Work to be completed - Copy every one of these records word for word, without changing a single character.

Pointing records:

________________________________________

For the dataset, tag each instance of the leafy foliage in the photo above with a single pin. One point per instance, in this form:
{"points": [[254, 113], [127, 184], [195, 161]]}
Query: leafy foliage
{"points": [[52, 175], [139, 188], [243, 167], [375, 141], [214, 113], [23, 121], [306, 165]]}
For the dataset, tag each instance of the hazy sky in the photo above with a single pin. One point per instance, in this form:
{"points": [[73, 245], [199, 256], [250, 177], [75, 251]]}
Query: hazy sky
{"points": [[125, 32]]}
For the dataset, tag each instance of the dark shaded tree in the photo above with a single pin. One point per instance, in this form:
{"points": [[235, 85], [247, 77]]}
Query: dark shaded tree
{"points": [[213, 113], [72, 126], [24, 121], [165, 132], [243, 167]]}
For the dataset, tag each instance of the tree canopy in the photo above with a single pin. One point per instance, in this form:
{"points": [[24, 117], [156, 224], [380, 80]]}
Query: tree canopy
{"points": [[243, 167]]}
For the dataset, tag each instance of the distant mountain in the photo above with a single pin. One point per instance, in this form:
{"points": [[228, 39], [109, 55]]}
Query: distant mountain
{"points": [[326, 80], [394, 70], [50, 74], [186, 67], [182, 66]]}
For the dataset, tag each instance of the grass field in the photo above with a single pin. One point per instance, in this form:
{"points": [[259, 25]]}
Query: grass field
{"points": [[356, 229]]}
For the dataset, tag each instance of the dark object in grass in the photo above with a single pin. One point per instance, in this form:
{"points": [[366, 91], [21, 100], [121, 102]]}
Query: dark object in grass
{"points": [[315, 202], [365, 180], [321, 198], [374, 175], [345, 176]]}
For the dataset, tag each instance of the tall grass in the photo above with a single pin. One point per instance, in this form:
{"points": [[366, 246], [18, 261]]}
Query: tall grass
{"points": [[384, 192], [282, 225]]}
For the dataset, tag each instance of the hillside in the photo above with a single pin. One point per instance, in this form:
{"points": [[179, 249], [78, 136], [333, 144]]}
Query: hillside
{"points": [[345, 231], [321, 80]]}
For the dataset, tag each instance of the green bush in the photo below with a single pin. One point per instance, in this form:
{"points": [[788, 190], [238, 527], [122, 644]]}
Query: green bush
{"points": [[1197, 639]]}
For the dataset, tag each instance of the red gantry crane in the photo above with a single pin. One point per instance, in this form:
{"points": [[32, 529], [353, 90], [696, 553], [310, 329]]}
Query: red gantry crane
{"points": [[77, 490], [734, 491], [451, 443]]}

________________________________________

The completed task -
For the dataset, tag each instance of the leafy foliage in the photo above with a single pin. One point per instance, in this form:
{"points": [[254, 113], [127, 184], [195, 161]]}
Query: leafy foliage
{"points": [[52, 175], [139, 188], [243, 167], [375, 141], [214, 113], [23, 121], [306, 165]]}
For the dataset, tag each instance of the hazy sky in the photo above with a single pin. One point per instance, in this form:
{"points": [[73, 245], [199, 256], [250, 177], [75, 251]]}
Query: hazy sky
{"points": [[125, 32]]}
For the dataset, tag each instance of the dark shaded tree in the photo above with a single pin. One point per instance, in this form:
{"points": [[235, 85], [247, 77]]}
Query: dark shaded tree
{"points": [[213, 113], [72, 126], [24, 121], [165, 132], [243, 167]]}
For the dataset, tag each instance of the tree canopy in the photo above with a single pin. One point per instance, in this form:
{"points": [[24, 117], [156, 224], [380, 80]]}
Query: tree canopy
{"points": [[243, 167]]}
For the dataset, tag each instance of the distant mountain in the photo above with a single pin. One point per instance, in this form:
{"points": [[228, 39], [109, 55]]}
Query: distant mountain
{"points": [[326, 80], [394, 70], [50, 74], [186, 67], [182, 66]]}
For the dataset, tag each instance of the grass field in the photo above with a single pin. One point per instance, in this form:
{"points": [[259, 25]]}
Query: grass field
{"points": [[356, 229]]}
For the dataset, tag each instance of the dark object in grass in the photo above with a single pin. One point per instance, in this form:
{"points": [[366, 91], [21, 100], [121, 102]]}
Query: dark object in grass
{"points": [[315, 202], [365, 180], [321, 198], [374, 175], [345, 176]]}
For the dataset, tag each instance of the tall grass in the photo above with a single pin. One point per instance, in this form:
{"points": [[366, 246], [18, 261]]}
Query: tall grass
{"points": [[384, 192], [282, 225]]}
For the dataset, tag each instance of the hillside in the photo above with a single pin. One point per instance, in this form:
{"points": [[179, 249], [78, 136], [333, 144]]}
Query: hillside
{"points": [[345, 231], [321, 80]]}
For the dataset, tag each instance of the green bush in the photo below with a single pin. One point per instance, in this form:
{"points": [[788, 190], [238, 527], [122, 644]]}
Query: green bush
{"points": [[1197, 639]]}
For the dataset, tag each instance of the red gantry crane in the photo above with a single pin. One point per instance, in this form:
{"points": [[32, 529], [353, 90], [696, 553], [310, 329]]}
Query: red gantry crane
{"points": [[77, 490], [734, 491], [451, 443]]}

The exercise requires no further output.